### ENTRIES PROVIDED

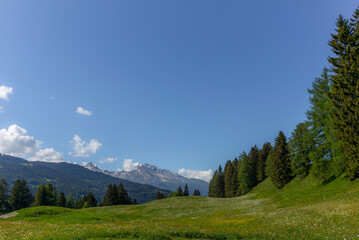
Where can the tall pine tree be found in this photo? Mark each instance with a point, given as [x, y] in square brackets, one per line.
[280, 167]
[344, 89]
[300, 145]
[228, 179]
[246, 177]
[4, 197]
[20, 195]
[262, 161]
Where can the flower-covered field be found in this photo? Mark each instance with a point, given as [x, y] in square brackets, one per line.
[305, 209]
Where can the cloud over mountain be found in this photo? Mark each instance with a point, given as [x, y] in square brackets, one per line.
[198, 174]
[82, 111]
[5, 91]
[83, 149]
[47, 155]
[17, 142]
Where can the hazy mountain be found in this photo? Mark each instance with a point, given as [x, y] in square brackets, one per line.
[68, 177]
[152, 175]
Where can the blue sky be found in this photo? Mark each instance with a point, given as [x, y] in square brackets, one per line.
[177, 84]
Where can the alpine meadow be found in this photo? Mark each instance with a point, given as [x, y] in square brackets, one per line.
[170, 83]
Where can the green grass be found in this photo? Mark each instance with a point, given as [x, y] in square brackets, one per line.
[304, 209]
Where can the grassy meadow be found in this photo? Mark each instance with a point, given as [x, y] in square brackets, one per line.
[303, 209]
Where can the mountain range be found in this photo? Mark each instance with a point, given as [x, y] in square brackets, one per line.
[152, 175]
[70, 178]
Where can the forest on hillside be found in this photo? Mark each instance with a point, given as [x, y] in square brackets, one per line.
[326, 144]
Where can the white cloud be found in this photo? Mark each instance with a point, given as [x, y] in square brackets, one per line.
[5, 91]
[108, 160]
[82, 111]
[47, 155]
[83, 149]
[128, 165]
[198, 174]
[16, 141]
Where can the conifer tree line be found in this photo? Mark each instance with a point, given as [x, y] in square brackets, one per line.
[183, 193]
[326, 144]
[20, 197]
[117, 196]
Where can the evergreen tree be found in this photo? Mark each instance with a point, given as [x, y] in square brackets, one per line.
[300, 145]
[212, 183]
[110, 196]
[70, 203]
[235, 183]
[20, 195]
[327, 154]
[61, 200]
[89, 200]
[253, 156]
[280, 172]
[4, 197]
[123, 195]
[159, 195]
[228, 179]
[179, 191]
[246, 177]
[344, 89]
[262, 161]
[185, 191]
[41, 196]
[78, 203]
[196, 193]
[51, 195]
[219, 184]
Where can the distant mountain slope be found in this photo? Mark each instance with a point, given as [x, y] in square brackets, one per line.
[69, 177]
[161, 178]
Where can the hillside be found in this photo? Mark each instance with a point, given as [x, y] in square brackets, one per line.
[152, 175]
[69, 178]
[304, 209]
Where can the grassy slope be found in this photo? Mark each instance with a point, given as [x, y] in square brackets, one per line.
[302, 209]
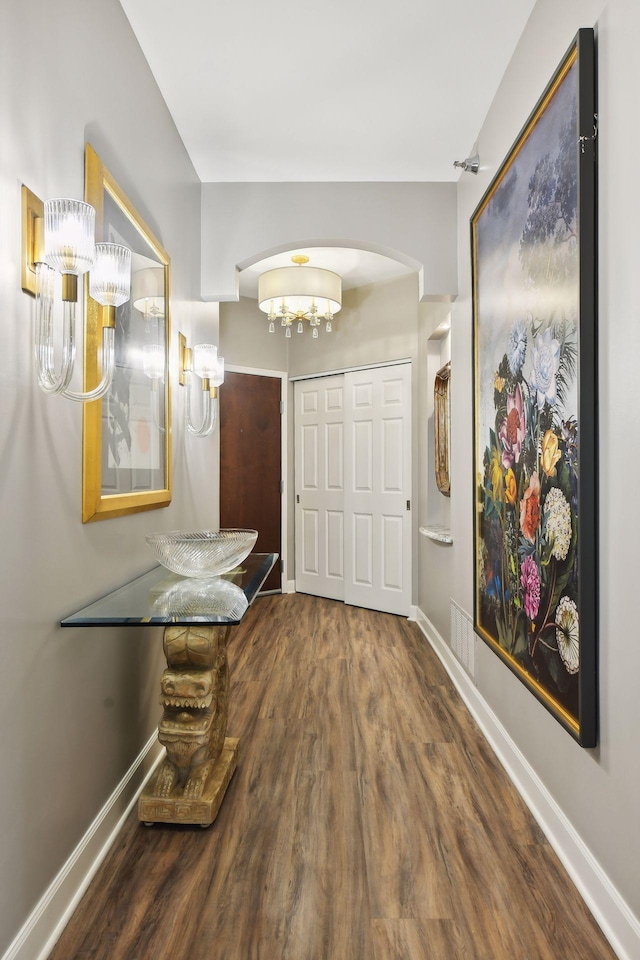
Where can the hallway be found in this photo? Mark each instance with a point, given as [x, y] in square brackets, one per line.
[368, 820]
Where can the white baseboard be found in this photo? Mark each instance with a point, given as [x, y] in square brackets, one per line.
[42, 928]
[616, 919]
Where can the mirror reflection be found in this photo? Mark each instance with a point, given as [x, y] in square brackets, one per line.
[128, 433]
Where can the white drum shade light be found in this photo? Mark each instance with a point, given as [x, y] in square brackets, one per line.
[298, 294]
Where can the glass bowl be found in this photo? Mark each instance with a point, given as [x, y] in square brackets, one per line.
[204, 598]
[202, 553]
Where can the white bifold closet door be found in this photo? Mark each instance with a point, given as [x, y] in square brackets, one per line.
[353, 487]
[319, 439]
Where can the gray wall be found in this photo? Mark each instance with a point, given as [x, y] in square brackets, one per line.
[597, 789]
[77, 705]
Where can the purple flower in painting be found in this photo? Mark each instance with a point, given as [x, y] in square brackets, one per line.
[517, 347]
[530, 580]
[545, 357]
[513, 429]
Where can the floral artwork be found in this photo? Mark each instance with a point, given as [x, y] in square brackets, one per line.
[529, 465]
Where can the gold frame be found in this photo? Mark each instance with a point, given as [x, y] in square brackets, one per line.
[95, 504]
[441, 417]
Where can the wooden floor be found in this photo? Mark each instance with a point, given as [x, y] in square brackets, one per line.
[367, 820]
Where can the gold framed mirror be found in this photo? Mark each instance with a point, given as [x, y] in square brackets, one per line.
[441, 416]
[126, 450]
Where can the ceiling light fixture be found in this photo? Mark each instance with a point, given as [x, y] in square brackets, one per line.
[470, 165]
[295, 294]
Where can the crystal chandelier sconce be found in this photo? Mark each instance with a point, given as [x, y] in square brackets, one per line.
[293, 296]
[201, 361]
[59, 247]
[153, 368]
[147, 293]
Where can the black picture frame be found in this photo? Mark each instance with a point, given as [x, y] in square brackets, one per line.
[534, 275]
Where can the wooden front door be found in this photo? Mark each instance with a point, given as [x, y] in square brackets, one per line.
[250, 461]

### THE TASK
Omit pictures; set down the rest of the material word for word.

### SOLUTION TO THIS TASK
Where can the tall pine tree be found in this photo? Mark each instance with a point, given as [x, y] in square brackets, one per line.
[280, 167]
[344, 89]
[300, 145]
[228, 179]
[246, 177]
[4, 197]
[20, 195]
[262, 161]
Where can the flower-covered field be found in this photo? Mark each instance with a point, given as [x, y] in square brackets, one per line.
[305, 209]
Where can the cloud over mountain be found in this photo? Mark each instance with a point, given as [x, y] in square brackets, one per line.
[198, 174]
[82, 111]
[5, 91]
[83, 149]
[47, 155]
[17, 142]
Where can the hazy mountain be found in this photo? Mark each instance with a point, given as [x, y] in square brackets, one per line.
[68, 177]
[152, 175]
Where can the blue sky be found in this photo? Mark each instance with a point, given as [x, y] in square brackets, one per line.
[177, 84]
Where can the alpine meadow be found in this photo? Mark each instance with a point, given as [x, y] in square brackets, one per line.
[170, 83]
Where can the green grass be found in this photo? Mark each instance with a point, given as [x, y] in square brackets, one per line.
[304, 209]
Where can the grassy meadow be found in this photo? Mark each instance with a point, given as [x, y] in square brackets, one per line.
[303, 209]
Where can the mountain range be found in this photo? Mark each instance with a point, given as [x, y] in square brackets, one per line.
[152, 175]
[70, 178]
Where can the forest on hillside be found in this photo? Mark each instance with a point, given as [x, y] in square brackets, one per line.
[326, 144]
Where can the white cloud be found in this photo? Mark each instance with a point, given as [x, y] in square brackets, one per line.
[5, 91]
[108, 160]
[82, 111]
[47, 155]
[83, 149]
[128, 165]
[198, 174]
[16, 141]
Where can the conifer tree line be found in this photo? Mark each instance with a point, given as [x, y] in square brackets, one per line.
[183, 193]
[326, 144]
[20, 197]
[117, 196]
Where can the evergreen tree be found in this photo? Mark each instance with a point, given as [x, y] in square brackets, one per line.
[300, 145]
[212, 183]
[110, 196]
[70, 203]
[235, 183]
[20, 195]
[327, 154]
[61, 200]
[89, 200]
[253, 156]
[280, 172]
[4, 197]
[123, 195]
[159, 195]
[228, 179]
[179, 191]
[246, 177]
[344, 89]
[262, 161]
[185, 191]
[41, 196]
[78, 203]
[196, 193]
[51, 195]
[219, 184]
Where can the distant mountain slope be found in this photo? Mark each instance with a point, given as [x, y] in square brackets, one per line.
[69, 177]
[161, 178]
Where can the hillside be found in this photo? Mark each instance with a point, given as [x, y] in square brackets, one per line.
[152, 175]
[69, 178]
[304, 209]
Where can the grassy slope be found in this photo? Mark each instance with a point, given as [x, y] in square brackets, one per line.
[302, 209]
Where can the hallway be found in this photo? Mark each instance with a point, given as [x, y] in square brackets, one per line.
[368, 820]
Where can the white baseboard be found in this photo? Mark each instance with a point, given as [x, y] in square brackets, one per line.
[42, 928]
[616, 919]
Where can the mirror reflection be found in this photo? Mark each instance with a point, given as [x, y] in square brackets, one per line.
[128, 433]
Where can the white drum shade light be found in this photo? Mark each instance with a point, given as [x, y] in square brackets, one per line.
[298, 294]
Where can the glass bowl be found in this photo? Mark each instance with a point, given as [x, y] in square brackets, one per line.
[204, 598]
[202, 553]
Where can the white bifold closet door be found in this photo? Mark each instance with a point, given as [x, y] in square brackets, one per line.
[353, 487]
[319, 439]
Where can the gray wall be found in this photo? Mark each instance with a point, given as [x, y] in square brackets, one per line.
[597, 789]
[77, 705]
Where can the purple flower in painting be found in this photo? Mark each instance with a point, given as [x, y] in square brackets, one per line.
[517, 347]
[530, 580]
[545, 357]
[513, 429]
Where can the floral artwork be found in this photo? Mark each instance with a point, given as [x, y] in square brackets, one per line.
[529, 465]
Where can the gold frame be found in this photo? Mark each instance with a point, given as [x, y] in square brackets, one per line.
[95, 504]
[441, 417]
Where can the wooden floor be found in this photo? Mark each instance with a point, given as [x, y] in square brackets, one per line.
[367, 820]
Where can the gold framed mirror be found in this photo? Mark each instance with a point, given as [x, y] in square brackets, one per line.
[441, 416]
[126, 450]
Where can the ceiling light fixture be found in this photo? Mark each instance with a point, given as [x, y] in square brackets, one per line.
[470, 165]
[295, 294]
Where can the crystal chandelier sconce be found in this photo? Mark each instance with a point, given as [x, y] in square brackets, one per line.
[293, 296]
[201, 361]
[59, 247]
[153, 368]
[147, 293]
Where can the black picture frame be found in this photo? Mark each instance with a point, given as [x, y] in square brackets, one per line.
[534, 275]
Where can the wooden front door be found in this photo? Mark each instance with a point, given as [x, y] in square brackets, one per line.
[250, 461]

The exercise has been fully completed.